* Document passage:

§

I am on my yearly pilgrimage to the Association of Rehabilitation Nurses education conference. It’s a homecoming that I look forward to every year.
The Association of Rehabilitation Nurses (ARN) includes 12,000 certified rehabilitation nurses from around the country.
I see old friends and make new friends year after year. They have become part of my extended family and a vast professional network. These rehabilitation nurses inspire me to build the best home health services Health Calls can provide.
Friday night we bowled to support rehabilitation nursing research. The initials on my socks “CRRN” provides credentialing recognition for rehabilitation nurses who have attained a documented level of knowledge in the specialty of rehabilitation nursing.
At this year’s conference I have had the pleasure to meet 2 rehab nurses who traveled all the way from Oslo Norway to learn and share rehabilitation nursing knowledge with us. On Thursday, John Hockenberry of public radio’s The Takeaway spoke eloquently of the role rehabilitation nurses have had in his life, transcending the short hospital and ER experience. As John stated, “Rehabilitation is the rest of the story. Not the brief moments of emergency room or hospital”.
Health care reform, the Affordable Care
Act, helping patients transition successfully from hospital to rehab to home and the community, are our topics of discussion as we brainstorm, share experiences and case studies
We recognize that we are from the most trusted profession and we accept the awesome responsibility and privilege to support and advocate for our patients and their families as they transition each care setting. After a surgery, injury, or medical crisis, it requires dedication, knowledge, compassion, and passion to provide the support that is needed to help a person return to full function. We recognize that every person has that bucket list in life to fulfill and we provide hope to fulfill those goals.
Hope is our patients’ and their families’ future. They entrust us to provide not just competent care, but to provide hope at a time when all that may seem apparent is little more than despair. Our healing touch transcends hope not just for patients but also their families, their communities, and the world.
Hope is also Rehabilitation Nursing’s future. At a time of government shutdown due to apparently irreconcilable political differences, there is hope among my fellow rehabilitation nurses that evidence-based improvements make a difference in the way we deliver care. Ultimately, we will help our patients improve in health and physical function so that they can achieve their goals of living a quality life.
As we part after another reinvigorating educational conference, I do not say good-bye but Godspeed. We remain united in our mission. Thank you, ARN, for filling me with hope, the fuel for our future.

§

* Extracted records:
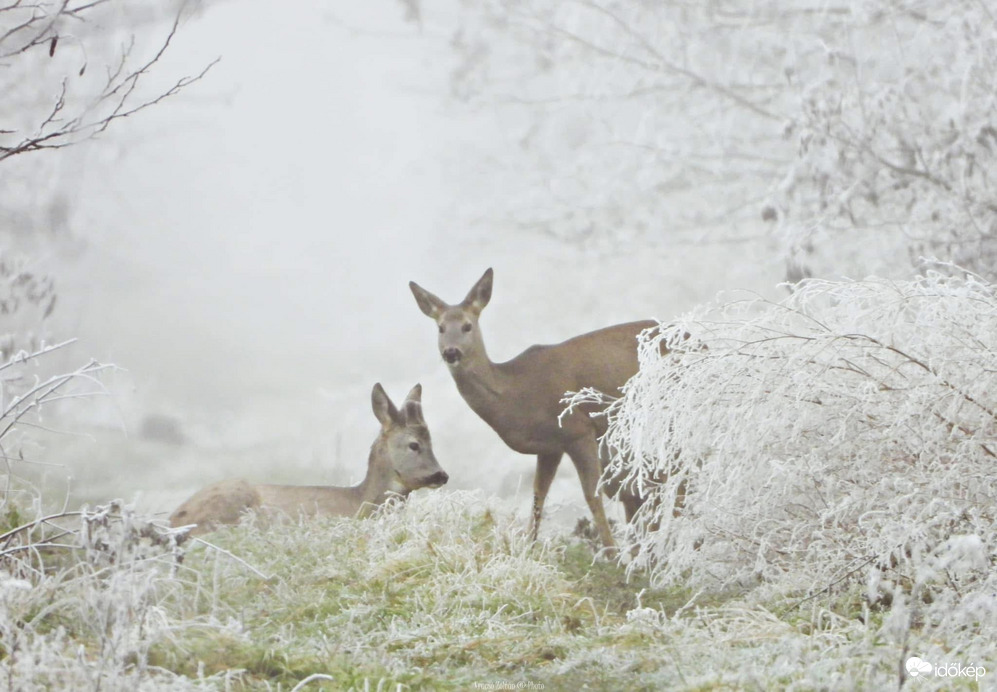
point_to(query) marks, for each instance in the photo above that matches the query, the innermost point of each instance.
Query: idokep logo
(917, 667)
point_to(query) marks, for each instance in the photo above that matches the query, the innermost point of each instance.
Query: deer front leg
(547, 464)
(585, 455)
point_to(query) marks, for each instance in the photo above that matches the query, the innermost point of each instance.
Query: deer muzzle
(438, 479)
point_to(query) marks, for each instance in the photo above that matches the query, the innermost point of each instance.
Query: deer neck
(480, 381)
(379, 483)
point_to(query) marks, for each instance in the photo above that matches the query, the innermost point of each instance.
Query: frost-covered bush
(83, 599)
(845, 435)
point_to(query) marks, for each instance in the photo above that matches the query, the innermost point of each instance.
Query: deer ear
(384, 410)
(413, 406)
(430, 305)
(479, 295)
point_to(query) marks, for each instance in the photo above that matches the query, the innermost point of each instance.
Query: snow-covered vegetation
(839, 441)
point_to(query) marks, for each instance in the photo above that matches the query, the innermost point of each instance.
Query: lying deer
(521, 399)
(401, 460)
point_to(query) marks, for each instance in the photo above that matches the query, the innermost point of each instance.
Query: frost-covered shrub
(844, 435)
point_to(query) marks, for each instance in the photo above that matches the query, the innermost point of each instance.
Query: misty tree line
(859, 134)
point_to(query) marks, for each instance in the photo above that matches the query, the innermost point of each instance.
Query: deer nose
(437, 479)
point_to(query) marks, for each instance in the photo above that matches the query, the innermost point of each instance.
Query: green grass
(448, 591)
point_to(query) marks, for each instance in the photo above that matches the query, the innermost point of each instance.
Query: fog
(246, 248)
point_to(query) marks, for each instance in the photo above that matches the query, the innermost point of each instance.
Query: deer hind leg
(585, 455)
(547, 464)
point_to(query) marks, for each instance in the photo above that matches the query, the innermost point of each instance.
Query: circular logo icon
(915, 667)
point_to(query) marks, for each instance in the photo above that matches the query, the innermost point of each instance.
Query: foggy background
(242, 252)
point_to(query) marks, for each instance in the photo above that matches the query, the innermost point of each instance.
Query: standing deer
(521, 399)
(401, 460)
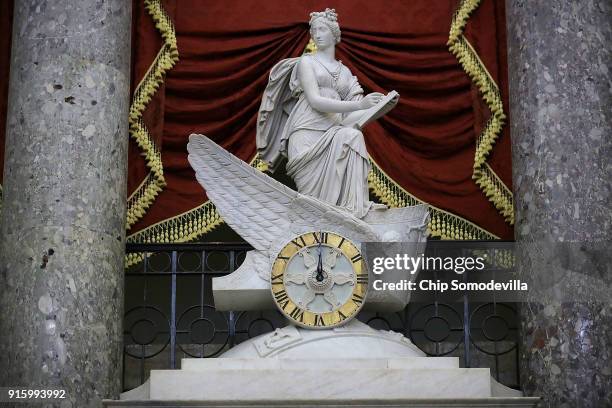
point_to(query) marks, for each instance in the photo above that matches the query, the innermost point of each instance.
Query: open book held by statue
(311, 114)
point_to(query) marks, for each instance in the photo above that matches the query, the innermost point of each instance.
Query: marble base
(369, 403)
(352, 365)
(334, 382)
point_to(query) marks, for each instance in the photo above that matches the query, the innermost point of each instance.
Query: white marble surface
(216, 364)
(327, 384)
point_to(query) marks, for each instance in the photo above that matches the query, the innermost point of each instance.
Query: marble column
(63, 219)
(560, 102)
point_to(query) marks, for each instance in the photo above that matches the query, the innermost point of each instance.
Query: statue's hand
(370, 100)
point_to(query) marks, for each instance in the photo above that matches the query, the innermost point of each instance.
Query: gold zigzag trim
(184, 227)
(142, 198)
(194, 223)
(489, 182)
(442, 223)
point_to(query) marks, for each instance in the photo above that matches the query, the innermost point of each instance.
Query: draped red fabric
(426, 143)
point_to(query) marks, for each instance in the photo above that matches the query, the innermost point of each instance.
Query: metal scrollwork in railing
(170, 315)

§

* About this exercise: Reproduce the conference post word for word between "Hope is also" and "for our future.", inclusive. Rely on the conference post alone.

* Result of this task:
Hope is also Rehabilitation Nursing’s future. At a time of government shutdown due to apparently irreconcilable political differences, there is hope among my fellow rehabilitation nurses that evidence-based improvements make a difference in the way we deliver care. Ultimately, we will help our patients improve in health and physical function so that they can achieve their goals of living a quality life.
As we part after another reinvigorating educational conference, I do not say good-bye but Godspeed. We remain united in our mission. Thank you, ARN, for filling me with hope, the fuel for our future.